=== EXERCISE DESCRIPTION ===
Reproduce the records below in their entirety, character for character.

=== EXTRACTED ENTRIES ===
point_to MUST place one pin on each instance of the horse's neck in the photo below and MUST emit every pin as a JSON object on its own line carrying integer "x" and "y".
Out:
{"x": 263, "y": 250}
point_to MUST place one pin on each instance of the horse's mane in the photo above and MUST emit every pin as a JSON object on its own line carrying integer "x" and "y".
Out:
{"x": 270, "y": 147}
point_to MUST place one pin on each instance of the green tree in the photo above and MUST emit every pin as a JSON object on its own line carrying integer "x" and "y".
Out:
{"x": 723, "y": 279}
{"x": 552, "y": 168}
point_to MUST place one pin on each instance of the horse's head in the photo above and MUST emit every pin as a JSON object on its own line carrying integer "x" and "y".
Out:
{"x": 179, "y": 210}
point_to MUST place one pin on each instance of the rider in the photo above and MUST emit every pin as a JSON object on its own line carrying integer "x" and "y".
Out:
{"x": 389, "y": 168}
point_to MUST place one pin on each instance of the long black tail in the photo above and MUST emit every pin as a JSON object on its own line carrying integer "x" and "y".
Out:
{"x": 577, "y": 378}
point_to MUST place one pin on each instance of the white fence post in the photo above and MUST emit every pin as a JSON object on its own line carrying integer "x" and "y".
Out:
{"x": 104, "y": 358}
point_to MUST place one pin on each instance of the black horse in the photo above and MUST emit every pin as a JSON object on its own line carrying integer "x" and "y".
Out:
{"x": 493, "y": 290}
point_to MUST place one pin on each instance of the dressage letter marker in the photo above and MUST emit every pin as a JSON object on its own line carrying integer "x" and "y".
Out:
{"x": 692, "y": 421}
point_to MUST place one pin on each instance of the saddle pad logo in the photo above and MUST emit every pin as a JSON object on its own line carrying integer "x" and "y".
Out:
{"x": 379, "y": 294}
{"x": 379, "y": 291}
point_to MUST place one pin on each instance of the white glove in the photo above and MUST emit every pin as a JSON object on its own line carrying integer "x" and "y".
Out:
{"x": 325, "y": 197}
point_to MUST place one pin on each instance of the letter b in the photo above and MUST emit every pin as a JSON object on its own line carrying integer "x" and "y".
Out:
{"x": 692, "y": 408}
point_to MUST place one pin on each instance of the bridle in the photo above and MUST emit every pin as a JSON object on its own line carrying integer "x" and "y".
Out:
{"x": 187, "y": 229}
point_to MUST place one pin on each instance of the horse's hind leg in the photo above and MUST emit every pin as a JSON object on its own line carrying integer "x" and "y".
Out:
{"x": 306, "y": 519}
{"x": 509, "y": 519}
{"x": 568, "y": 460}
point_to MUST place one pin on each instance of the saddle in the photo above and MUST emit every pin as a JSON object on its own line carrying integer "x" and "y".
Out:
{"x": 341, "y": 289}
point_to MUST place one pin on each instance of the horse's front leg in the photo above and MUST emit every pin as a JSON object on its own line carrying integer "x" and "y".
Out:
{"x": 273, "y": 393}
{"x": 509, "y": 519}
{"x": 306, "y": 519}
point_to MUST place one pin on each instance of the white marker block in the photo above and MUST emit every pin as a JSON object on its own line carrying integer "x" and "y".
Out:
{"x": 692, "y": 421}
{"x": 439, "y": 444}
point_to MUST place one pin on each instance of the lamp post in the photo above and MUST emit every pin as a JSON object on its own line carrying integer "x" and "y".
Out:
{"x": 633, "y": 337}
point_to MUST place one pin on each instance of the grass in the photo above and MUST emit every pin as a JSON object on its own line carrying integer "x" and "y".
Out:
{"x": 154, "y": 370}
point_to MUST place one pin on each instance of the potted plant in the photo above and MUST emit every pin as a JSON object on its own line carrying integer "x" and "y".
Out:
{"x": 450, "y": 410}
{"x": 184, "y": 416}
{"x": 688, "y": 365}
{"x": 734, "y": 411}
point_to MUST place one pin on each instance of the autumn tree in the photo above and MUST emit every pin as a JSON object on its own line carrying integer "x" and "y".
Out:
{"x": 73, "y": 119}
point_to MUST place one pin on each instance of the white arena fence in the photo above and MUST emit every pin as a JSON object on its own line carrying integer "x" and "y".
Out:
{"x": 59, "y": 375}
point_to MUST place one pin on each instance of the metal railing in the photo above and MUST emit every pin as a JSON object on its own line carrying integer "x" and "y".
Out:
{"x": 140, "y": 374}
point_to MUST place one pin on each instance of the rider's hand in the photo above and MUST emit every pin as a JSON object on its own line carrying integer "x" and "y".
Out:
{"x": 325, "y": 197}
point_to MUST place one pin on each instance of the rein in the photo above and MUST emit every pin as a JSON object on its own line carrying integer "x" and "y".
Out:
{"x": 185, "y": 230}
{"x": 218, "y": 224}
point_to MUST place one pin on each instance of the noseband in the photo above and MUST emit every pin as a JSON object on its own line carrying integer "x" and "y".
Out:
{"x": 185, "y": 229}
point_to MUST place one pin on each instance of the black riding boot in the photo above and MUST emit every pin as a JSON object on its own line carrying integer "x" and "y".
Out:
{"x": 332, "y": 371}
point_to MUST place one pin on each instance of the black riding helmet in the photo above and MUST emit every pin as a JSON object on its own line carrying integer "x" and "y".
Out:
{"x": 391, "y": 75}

=== TASK OUTPUT ===
point_to MUST place one pin on each instance of the horse's neck in the photo below and MUST emit every pin as a JSON object on its own line carrying integer "x" and "y".
Out:
{"x": 263, "y": 250}
point_to MUST place one pin on each instance of the horse's mane in the photo above and MUST emit every pin as a JSON object on its own line carrying integer "x" and "y".
Out:
{"x": 270, "y": 147}
point_to MUST place one pin on each instance of the green tree in the photo above and MUST emit every pin as a JSON object on its own line carrying integer "x" and "y".
Out:
{"x": 723, "y": 279}
{"x": 552, "y": 168}
point_to MUST place one pin on each instance of the horse's head in the photo above and MUST emit every pin as a JSON object on its own line carrying integer "x" and "y".
Out:
{"x": 179, "y": 210}
point_to MUST place one pin on each instance of the rider in the photo above and MUST emit every pin as a JSON object on its own line carrying integer "x" and "y".
Out:
{"x": 389, "y": 168}
point_to MUST place one pin on each instance of the long black tail in the photo above and MUST emit every pin as a JSON object on its own line carrying integer "x" and "y".
Out:
{"x": 577, "y": 378}
point_to MUST place one pin on each instance of the white fence post in the photo above and MUST emit every pin as a JSON object on its own line carrying integer "x" and "y".
Out:
{"x": 104, "y": 358}
point_to MUST place one pin on each instance of the black horse in the photo above and MUST emit every pin as a JSON object on its own line carrying integer "x" and "y".
Out:
{"x": 493, "y": 290}
point_to MUST place one pin on each instance of the dressage letter marker in the photo above and MUST emit every pin as a JSON object on its own line carrying integer "x" and "y".
Out:
{"x": 692, "y": 421}
point_to MUST place one pin on each instance of the saddle pad logo in the photo above and MUST emit every pin as a JSON object on its own line carrying integer "x" and "y".
Out:
{"x": 379, "y": 294}
{"x": 379, "y": 291}
point_to MUST place one pin on each instance of the white glove in the photo above and MUST emit every pin as a JSON object on its own line carrying integer "x" and "y".
Out:
{"x": 325, "y": 197}
point_to MUST place one pin on each instance of the letter b in the photo above and MUST emit every pin as a JSON object on its own line carrying integer "x" and "y".
Out:
{"x": 692, "y": 408}
point_to MUST place one pin on each instance of the bridle in the photo above and MUST emit every pin as a JSON object on its own line carrying integer "x" and "y".
Out:
{"x": 187, "y": 229}
point_to MUST place one pin on each instance of the horse's hind leg in the photo above and MUST emit every pin as a JSON object on its own line carrying integer "x" and "y".
Out:
{"x": 306, "y": 519}
{"x": 509, "y": 519}
{"x": 568, "y": 460}
point_to MUST place one pin on each instance of the saddle in the photo above and MUST emit every pin as a JSON object on its own line carrying integer "x" and "y".
Out:
{"x": 341, "y": 289}
point_to MUST place one pin on each instance of the horse's front leg in the photo above and MUST emit every pin as a JSON object on its own line carrying integer "x" and "y".
Out:
{"x": 273, "y": 393}
{"x": 509, "y": 519}
{"x": 306, "y": 519}
point_to MUST place one pin on each instance of the white marker block in the photo above and MUST emit every pin as a JSON object on its own line carrying integer "x" and "y".
Out:
{"x": 692, "y": 421}
{"x": 439, "y": 444}
point_to MUST place one pin on each instance of the lamp post in the photo above and MUST emit every pin as a JSON object on its own line carrying integer "x" and "y".
Out:
{"x": 633, "y": 337}
point_to MUST place one pin on each instance of the grass in the photo above and MUST emit every pin as a JSON object on its own line carrying integer "x" and "y".
Out:
{"x": 154, "y": 370}
point_to MUST place one pin on each instance of the potted plant in the photo above and MUST emit every pin as a JSON object on its own line carrying integer "x" and "y".
Out:
{"x": 450, "y": 410}
{"x": 184, "y": 416}
{"x": 688, "y": 365}
{"x": 734, "y": 411}
point_to MUST place one pin on each instance of the autumn tree in the photo above and MUST emit every pin as a JSON object on its own line carrying integer "x" and "y".
Out:
{"x": 73, "y": 119}
point_to MUST place one pin on each instance of the white arena fence in the photo above and MUST emit every pin as a JSON object on its own line carrying integer "x" and "y".
Out:
{"x": 59, "y": 375}
point_to MUST place one pin on each instance of the metal railing in the photo above and MUST emit every pin as a JSON object on its own line carrying integer "x" and "y".
Out:
{"x": 140, "y": 374}
point_to MUST place one pin on each instance of the rider's hand in the photo above and MUST emit every pin as a JSON object on its own line carrying integer "x" and "y".
Out:
{"x": 325, "y": 197}
point_to MUST place one pin on each instance of the rein in the photo above and MUST emit every pin as a JSON object on its own line carrying integer "x" and "y".
Out:
{"x": 185, "y": 230}
{"x": 218, "y": 224}
point_to MUST place one pin on each instance of the noseband in the photo above and MUST emit every pin as a JSON object on its own line carrying integer "x" and "y".
Out:
{"x": 185, "y": 229}
point_to MUST place one pin on each instance of the black riding boot in the photo above and MUST emit every pin as a JSON object on its own line carrying integer "x" and "y".
Out:
{"x": 332, "y": 371}
point_to MUST place one pin on each instance of the black riding helmet in the photo above and MUST emit every pin as a JSON object on its own line carrying integer "x" and "y".
Out:
{"x": 391, "y": 75}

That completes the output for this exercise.